**What to produce:** Write out all of the records precisely. Skip anything that is a picture.

**Data extracts:**
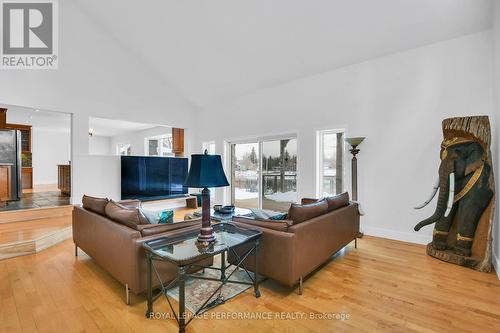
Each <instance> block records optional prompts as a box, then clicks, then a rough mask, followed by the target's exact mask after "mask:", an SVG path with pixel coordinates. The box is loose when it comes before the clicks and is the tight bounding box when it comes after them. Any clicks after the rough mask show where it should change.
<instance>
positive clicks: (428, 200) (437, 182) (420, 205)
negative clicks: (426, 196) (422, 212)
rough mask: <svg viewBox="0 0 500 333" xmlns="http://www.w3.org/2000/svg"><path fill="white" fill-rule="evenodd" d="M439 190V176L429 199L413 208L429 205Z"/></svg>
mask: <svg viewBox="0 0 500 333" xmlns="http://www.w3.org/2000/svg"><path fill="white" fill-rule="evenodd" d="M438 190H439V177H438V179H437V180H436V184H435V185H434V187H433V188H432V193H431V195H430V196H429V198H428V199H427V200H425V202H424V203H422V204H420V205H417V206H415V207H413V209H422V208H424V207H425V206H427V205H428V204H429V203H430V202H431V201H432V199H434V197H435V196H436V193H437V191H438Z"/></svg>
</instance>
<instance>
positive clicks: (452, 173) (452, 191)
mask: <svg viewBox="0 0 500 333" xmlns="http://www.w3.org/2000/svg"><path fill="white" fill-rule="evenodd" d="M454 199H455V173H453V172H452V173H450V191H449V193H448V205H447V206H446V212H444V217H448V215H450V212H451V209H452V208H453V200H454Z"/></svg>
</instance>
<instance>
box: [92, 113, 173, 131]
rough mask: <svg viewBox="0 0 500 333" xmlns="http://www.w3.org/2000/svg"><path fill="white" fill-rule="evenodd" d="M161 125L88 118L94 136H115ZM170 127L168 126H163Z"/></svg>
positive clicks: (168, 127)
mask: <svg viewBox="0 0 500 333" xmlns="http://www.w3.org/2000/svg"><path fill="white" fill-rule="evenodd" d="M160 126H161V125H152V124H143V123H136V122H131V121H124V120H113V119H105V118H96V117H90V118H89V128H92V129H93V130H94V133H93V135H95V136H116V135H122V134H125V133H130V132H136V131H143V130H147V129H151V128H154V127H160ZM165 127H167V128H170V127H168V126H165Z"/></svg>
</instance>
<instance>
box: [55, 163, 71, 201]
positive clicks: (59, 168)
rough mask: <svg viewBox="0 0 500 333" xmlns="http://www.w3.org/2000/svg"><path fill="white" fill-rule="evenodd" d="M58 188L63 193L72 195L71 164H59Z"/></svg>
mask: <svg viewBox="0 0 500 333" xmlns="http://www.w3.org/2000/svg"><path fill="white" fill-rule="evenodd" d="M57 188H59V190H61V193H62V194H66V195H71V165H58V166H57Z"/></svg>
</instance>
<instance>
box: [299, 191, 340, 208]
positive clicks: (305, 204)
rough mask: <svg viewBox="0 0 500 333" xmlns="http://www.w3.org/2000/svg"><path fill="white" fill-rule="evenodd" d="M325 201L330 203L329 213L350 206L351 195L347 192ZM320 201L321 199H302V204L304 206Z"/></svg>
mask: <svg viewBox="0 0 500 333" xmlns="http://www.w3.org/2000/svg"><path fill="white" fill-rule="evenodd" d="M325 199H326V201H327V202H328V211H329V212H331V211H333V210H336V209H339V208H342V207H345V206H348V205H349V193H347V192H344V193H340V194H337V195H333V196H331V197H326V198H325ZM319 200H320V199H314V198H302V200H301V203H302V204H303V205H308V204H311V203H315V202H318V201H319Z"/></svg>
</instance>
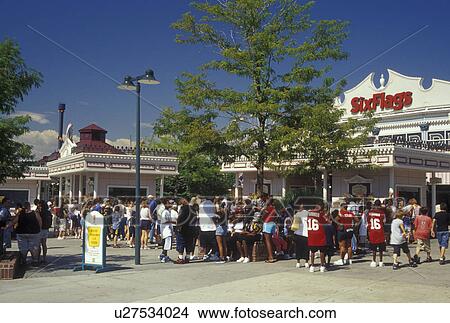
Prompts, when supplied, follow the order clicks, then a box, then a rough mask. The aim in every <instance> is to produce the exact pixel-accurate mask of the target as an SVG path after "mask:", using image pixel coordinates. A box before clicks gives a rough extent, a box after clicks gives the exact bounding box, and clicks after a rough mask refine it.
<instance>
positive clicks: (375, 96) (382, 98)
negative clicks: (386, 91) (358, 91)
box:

**Task response:**
Each <instance> block records optional prompts as a box, then clicks, then a rough mask, followed by the target's exact mask after "mask:", an SVG path with pixel coordinates. The box is loose when it comes before the clicks and is the tight bounding box when it comes after them. Any clicks after the rough mask show where it should change.
<instance>
positive clicks: (428, 200) (437, 182) (420, 205)
negative clicks: (426, 196) (422, 212)
rough mask: <svg viewBox="0 0 500 333" xmlns="http://www.w3.org/2000/svg"><path fill="white" fill-rule="evenodd" d="M439 190V176L429 199L413 208L429 205Z"/></svg>
mask: <svg viewBox="0 0 500 333" xmlns="http://www.w3.org/2000/svg"><path fill="white" fill-rule="evenodd" d="M438 190H439V177H438V179H437V180H436V184H435V185H434V187H433V188H432V193H431V195H430V196H429V198H428V199H427V200H425V202H424V203H422V204H420V205H417V206H415V207H413V209H422V208H424V207H425V206H427V205H428V204H429V203H430V202H431V201H432V199H434V197H435V196H436V193H437V191H438Z"/></svg>
</instance>
<instance>
positive clicks: (452, 173) (452, 191)
mask: <svg viewBox="0 0 500 333" xmlns="http://www.w3.org/2000/svg"><path fill="white" fill-rule="evenodd" d="M454 199H455V173H453V172H452V173H450V191H449V193H448V205H447V206H446V212H444V217H448V215H450V212H451V209H452V208H453V200H454Z"/></svg>
</instance>
<instance>
box: [92, 113, 173, 131]
rough mask: <svg viewBox="0 0 500 333" xmlns="http://www.w3.org/2000/svg"><path fill="white" fill-rule="evenodd" d="M161 125L88 118L94 136H115ZM170 127L168 126H163Z"/></svg>
positive clicks: (168, 127)
mask: <svg viewBox="0 0 500 333" xmlns="http://www.w3.org/2000/svg"><path fill="white" fill-rule="evenodd" d="M160 126H161V125H152V124H143V123H136V122H131V121H124V120H113V119H105V118H96V117H90V118H89V128H92V129H93V130H94V133H93V135H95V136H116V135H122V134H125V133H130V132H136V131H143V130H147V129H151V128H154V127H160ZM165 127H167V128H170V127H168V126H165Z"/></svg>
</instance>
<instance>
box: [55, 163, 71, 201]
positive clicks: (59, 168)
rough mask: <svg viewBox="0 0 500 333" xmlns="http://www.w3.org/2000/svg"><path fill="white" fill-rule="evenodd" d="M58 188L63 193L72 195L71 164H59Z"/></svg>
mask: <svg viewBox="0 0 500 333" xmlns="http://www.w3.org/2000/svg"><path fill="white" fill-rule="evenodd" d="M57 188H59V190H61V193H62V194H66V195H71V165H58V166H57Z"/></svg>
</instance>
<instance>
box: [299, 191, 340, 208]
positive clicks: (305, 204)
rough mask: <svg viewBox="0 0 500 333" xmlns="http://www.w3.org/2000/svg"><path fill="white" fill-rule="evenodd" d="M325 201L330 203L329 213L350 206L351 195L347 192ZM320 201L321 199H302V204L304 206Z"/></svg>
mask: <svg viewBox="0 0 500 333" xmlns="http://www.w3.org/2000/svg"><path fill="white" fill-rule="evenodd" d="M325 199H326V201H327V202H328V211H329V212H331V211H333V210H336V209H339V208H342V207H345V206H348V205H349V193H347V192H344V193H340V194H337V195H333V196H331V197H326V198H325ZM319 200H320V199H314V198H302V200H301V203H302V204H303V205H308V204H311V203H315V202H318V201H319Z"/></svg>
</instance>
Prompts, when supplied, follow the order clicks, then a box, then a rough mask. The aim in every <instance> is to produce the exact pixel-accurate mask of the target as an SVG path after "mask:", using image pixel coordinates. A box before clicks gives a rough extent, a box after clicks gives the exact bounding box, and clicks after a rough mask refine it.
<instance>
positive clicks: (375, 96) (382, 98)
negative clicks: (386, 91) (358, 91)
box:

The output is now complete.